◆ **WRITTEN TASK**:
From the rows below, repeat word for word every line between the one holding "Identify the position of each instance of the black blazer" and the one holding "[(159, 265)]", including both of those lines.

◆ **TASK INPUTS**:
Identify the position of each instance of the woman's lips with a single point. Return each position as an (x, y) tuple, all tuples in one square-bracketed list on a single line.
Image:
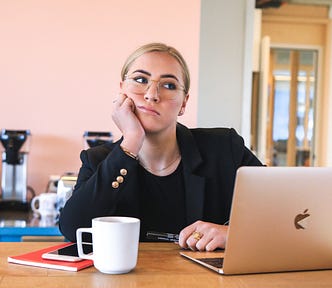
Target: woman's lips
[(147, 110)]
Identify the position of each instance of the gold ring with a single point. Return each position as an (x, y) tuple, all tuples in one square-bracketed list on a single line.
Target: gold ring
[(197, 235)]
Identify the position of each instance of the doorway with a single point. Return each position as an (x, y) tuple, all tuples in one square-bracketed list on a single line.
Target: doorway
[(291, 107)]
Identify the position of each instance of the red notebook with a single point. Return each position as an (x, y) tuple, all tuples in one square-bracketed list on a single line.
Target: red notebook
[(35, 259)]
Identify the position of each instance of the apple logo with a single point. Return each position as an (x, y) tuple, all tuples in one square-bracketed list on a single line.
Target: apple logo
[(299, 218)]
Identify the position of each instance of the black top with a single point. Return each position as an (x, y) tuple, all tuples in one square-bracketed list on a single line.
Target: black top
[(162, 202), (210, 158)]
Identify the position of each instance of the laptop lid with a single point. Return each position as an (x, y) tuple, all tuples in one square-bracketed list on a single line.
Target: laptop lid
[(280, 221)]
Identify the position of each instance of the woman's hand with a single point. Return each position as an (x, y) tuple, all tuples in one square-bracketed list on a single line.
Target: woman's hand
[(125, 118), (203, 236)]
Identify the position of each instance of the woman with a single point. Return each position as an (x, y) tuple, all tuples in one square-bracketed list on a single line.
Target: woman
[(173, 178)]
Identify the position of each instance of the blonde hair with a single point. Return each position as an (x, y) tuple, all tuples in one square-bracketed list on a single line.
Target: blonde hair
[(158, 47)]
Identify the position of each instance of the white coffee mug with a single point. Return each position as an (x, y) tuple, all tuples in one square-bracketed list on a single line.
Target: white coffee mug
[(115, 243), (45, 204)]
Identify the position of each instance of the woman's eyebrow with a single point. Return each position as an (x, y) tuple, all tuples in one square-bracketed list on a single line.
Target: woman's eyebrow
[(149, 74), (141, 71)]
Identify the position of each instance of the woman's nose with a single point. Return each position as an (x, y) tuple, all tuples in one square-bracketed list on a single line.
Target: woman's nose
[(152, 92)]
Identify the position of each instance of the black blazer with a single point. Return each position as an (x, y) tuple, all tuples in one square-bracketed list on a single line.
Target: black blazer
[(210, 159)]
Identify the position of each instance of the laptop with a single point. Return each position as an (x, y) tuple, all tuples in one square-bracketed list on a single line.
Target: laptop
[(281, 220)]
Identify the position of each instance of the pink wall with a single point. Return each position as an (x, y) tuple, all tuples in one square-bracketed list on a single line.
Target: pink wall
[(60, 63)]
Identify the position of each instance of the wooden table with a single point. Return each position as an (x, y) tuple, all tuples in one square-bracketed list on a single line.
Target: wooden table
[(159, 265)]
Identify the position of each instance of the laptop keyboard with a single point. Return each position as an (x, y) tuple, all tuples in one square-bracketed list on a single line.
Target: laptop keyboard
[(215, 262)]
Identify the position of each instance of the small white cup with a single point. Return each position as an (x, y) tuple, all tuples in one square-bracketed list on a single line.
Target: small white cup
[(115, 244), (47, 204)]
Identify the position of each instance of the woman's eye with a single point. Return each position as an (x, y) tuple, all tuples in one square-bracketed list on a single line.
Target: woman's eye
[(141, 80), (169, 86)]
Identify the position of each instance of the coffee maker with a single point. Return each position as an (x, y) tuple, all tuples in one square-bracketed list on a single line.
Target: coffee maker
[(14, 169), (95, 138)]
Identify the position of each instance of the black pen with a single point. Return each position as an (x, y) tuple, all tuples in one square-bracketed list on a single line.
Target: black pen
[(162, 236)]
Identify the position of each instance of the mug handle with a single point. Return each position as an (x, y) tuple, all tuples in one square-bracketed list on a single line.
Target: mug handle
[(81, 254), (33, 202)]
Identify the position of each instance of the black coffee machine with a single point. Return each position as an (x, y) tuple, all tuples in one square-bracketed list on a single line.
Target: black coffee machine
[(95, 138), (14, 170)]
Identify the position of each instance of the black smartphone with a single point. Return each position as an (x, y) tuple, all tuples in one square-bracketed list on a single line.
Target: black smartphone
[(68, 253)]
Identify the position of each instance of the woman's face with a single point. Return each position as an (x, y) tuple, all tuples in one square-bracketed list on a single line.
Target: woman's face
[(155, 84)]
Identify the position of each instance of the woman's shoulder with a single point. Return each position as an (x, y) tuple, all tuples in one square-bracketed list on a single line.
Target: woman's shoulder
[(216, 136)]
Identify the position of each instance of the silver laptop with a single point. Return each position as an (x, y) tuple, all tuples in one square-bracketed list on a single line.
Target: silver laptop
[(281, 220)]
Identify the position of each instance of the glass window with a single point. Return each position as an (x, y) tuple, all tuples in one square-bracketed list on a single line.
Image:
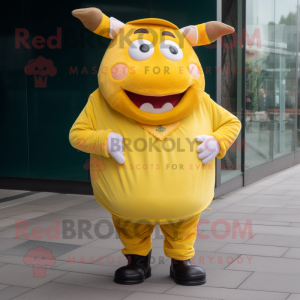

◆ **FINAL RESULT**:
Identify the position of each instance of the black blazer with a single point. Return each position as an (x, y) tuple, all tuples in one square-bracketed list on a single line.
Target: black blazer
[(210, 159)]
Identify the position of each instance of the laptop with a single point. Return each position as an (x, y) tuple, all tuples in one square-bracketed list on a single line.
Target: laptop
[(281, 220)]
Identify the position of each instance of the pink wall with a single point. Return each position as an (x, y) tuple, all tuples in one square-bracketed list on a single line.
Target: pink wall
[(60, 63)]
Identify the position of each instance of the wooden table with a single point. Return each position as an (x, y) tuple, all tuples in one square-bracketed list on a single line.
Target: wooden table
[(159, 265)]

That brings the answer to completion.